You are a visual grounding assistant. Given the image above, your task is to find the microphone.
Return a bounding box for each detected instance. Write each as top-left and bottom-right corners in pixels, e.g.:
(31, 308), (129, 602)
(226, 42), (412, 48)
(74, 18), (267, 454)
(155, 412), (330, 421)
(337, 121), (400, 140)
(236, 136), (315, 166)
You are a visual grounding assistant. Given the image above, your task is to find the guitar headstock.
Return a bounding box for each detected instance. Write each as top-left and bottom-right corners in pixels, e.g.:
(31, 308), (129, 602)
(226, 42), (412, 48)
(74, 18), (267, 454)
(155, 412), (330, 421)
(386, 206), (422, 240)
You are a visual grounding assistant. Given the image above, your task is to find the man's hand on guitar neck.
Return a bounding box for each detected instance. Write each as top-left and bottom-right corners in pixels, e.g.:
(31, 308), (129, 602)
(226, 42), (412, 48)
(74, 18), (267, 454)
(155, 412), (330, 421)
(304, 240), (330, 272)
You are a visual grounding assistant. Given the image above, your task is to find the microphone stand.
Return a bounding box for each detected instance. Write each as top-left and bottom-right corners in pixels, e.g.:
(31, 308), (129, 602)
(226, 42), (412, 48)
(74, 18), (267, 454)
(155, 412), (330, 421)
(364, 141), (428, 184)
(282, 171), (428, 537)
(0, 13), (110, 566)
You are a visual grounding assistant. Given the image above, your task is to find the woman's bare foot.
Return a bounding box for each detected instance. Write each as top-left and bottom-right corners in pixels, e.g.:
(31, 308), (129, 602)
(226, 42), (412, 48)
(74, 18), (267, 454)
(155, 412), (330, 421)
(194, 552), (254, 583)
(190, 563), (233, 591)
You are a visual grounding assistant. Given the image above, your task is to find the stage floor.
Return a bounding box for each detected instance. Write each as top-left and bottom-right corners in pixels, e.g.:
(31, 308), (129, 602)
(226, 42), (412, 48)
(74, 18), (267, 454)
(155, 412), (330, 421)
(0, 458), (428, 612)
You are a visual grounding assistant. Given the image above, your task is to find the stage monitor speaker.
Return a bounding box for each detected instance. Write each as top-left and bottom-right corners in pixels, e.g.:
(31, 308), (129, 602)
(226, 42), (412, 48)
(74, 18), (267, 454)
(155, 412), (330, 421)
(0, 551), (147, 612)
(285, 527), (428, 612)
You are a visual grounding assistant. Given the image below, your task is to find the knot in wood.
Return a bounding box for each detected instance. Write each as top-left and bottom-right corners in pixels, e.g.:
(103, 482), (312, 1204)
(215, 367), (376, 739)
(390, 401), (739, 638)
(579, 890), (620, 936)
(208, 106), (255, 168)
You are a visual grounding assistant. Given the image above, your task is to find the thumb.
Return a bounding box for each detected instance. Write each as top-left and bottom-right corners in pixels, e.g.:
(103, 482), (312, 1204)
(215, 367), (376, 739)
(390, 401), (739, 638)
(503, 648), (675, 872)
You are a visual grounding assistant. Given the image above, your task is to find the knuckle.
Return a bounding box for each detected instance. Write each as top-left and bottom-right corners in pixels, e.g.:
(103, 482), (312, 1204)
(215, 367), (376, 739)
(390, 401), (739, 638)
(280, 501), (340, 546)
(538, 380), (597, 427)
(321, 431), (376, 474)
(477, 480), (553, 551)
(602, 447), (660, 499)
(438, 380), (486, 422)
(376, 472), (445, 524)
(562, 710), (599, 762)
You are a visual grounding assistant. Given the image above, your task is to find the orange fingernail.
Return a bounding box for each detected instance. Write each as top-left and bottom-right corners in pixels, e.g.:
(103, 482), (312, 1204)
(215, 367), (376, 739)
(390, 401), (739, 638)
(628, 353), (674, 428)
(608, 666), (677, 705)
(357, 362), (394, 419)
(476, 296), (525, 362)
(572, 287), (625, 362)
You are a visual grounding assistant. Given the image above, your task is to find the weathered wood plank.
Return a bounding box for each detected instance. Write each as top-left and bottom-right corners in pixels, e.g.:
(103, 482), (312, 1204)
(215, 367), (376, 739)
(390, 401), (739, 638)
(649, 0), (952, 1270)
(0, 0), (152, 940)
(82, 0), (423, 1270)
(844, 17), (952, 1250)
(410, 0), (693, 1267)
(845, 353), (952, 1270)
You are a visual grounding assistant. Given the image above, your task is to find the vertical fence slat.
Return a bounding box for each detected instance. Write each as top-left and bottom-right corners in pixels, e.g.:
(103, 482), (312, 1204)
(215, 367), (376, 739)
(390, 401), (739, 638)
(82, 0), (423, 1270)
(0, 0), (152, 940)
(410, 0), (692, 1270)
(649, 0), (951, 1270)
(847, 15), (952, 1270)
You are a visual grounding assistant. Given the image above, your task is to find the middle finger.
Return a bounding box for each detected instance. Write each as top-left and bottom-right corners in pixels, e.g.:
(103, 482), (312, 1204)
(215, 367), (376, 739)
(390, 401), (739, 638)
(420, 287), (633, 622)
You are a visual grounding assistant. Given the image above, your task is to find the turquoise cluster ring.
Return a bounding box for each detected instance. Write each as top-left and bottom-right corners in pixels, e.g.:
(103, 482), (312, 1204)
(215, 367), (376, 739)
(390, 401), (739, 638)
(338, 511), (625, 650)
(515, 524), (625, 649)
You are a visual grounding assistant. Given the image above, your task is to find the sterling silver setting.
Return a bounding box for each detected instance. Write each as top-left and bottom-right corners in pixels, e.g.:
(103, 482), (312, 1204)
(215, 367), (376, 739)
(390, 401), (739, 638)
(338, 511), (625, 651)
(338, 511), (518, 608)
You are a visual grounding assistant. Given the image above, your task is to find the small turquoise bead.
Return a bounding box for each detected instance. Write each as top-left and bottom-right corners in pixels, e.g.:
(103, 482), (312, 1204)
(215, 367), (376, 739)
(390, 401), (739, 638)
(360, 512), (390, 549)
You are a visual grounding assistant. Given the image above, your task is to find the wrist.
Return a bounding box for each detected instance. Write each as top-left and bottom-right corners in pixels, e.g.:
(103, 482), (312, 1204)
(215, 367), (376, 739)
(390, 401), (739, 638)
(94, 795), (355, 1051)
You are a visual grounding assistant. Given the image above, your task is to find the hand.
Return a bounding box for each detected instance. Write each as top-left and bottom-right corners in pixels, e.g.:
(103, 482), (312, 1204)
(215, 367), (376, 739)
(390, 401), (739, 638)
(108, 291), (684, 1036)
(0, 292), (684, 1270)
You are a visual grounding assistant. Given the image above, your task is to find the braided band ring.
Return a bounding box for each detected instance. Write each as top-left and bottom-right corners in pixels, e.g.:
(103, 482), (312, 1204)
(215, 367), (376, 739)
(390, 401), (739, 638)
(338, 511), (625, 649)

------------------------

Copy the data verbatim, from its first line down to and including the line that contains "(236, 136), (315, 166)".

RESPONSE TO THIS EXERCISE:
You are a visual grounding assistant. Given the image above, your task is to find the microphone.
Return a bounding box for each detected instance. Write each as top-left and bottom-right corners in pixels, e.g.:
(31, 308), (129, 602)
(226, 42), (412, 48)
(74, 18), (267, 454)
(155, 412), (330, 421)
(337, 121), (400, 140)
(236, 136), (315, 166)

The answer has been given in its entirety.